====== Data records
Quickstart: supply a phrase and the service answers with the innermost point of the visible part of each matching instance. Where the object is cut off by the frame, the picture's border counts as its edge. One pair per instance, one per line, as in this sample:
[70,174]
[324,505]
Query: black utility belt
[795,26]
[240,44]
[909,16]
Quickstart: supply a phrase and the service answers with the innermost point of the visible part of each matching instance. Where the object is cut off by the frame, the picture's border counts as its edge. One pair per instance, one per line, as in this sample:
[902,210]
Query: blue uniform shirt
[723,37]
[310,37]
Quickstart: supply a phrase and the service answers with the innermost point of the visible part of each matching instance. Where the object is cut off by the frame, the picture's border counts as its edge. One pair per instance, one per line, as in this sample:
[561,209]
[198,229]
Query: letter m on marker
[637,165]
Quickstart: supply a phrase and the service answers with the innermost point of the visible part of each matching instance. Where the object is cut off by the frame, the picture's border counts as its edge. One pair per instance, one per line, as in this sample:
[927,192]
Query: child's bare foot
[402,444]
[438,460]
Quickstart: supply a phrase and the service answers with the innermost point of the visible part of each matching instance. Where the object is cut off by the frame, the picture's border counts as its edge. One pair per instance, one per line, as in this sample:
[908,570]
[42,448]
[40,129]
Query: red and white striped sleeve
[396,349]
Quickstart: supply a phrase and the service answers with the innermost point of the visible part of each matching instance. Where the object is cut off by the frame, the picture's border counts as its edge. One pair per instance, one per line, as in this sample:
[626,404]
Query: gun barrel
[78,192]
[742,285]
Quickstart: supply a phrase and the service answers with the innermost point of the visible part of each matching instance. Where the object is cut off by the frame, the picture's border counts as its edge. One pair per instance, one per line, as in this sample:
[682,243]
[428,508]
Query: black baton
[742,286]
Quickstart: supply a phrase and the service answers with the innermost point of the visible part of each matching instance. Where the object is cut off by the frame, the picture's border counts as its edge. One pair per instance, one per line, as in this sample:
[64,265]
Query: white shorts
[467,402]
============
## Directions
Pull out every line of the material above that contains the string "white". Case counts.

## Solution
Query: red and white striped sleeve
Query: white shorts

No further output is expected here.